STATED GOAL: Please reproduce all of the material below word for word, leaving out the pictures.

* Begin STORED ROWS *

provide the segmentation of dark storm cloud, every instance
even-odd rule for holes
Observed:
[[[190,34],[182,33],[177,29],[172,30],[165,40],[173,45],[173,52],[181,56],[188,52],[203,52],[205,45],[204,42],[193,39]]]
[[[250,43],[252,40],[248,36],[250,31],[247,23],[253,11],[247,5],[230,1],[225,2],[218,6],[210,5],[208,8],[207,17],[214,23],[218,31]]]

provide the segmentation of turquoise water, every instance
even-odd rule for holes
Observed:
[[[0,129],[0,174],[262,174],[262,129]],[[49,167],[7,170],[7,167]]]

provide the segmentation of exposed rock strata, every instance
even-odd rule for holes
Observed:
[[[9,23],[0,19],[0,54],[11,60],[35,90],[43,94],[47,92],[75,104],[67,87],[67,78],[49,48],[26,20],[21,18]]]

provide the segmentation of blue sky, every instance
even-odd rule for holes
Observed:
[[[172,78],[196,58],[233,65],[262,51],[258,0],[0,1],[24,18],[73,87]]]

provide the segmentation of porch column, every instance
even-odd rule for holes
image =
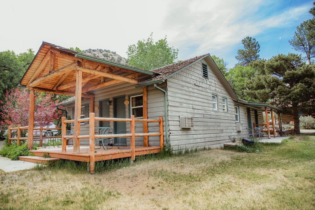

* End STORED ROWS *

RESPONSE TO THIS TASK:
provide the segmentation of dark storm cloud, every instance
even-odd rule for holes
Observed:
[[[190,34],[182,33],[177,29],[172,30],[165,40],[173,45],[173,52],[181,56],[188,52],[203,52],[205,45],[204,42],[193,39]]]
[[[250,43],[252,40],[248,36],[250,31],[247,23],[253,11],[247,5],[230,1],[225,2],[218,6],[210,5],[208,8],[207,17],[214,23],[218,31]]]

provide the segmentation of turquoise water, every instance
even-odd rule for holes
Observed:
[[[0,129],[0,174],[262,174],[262,129]],[[49,167],[7,170],[7,167]]]

provide the segmentation of exposed rock strata, every instance
even-odd rule for holes
Observed:
[[[9,23],[0,19],[0,54],[11,60],[35,90],[43,94],[47,92],[75,104],[67,87],[67,78],[49,48],[26,20],[21,18]]]

provide the segmentation of blue sky, every instance
even-odd rule for holes
Observed:
[[[172,78],[196,58],[233,65],[262,51],[258,0],[0,1],[24,18],[73,87]]]

provide the segmentation of porch column, every instance
even-odd rule for holes
image =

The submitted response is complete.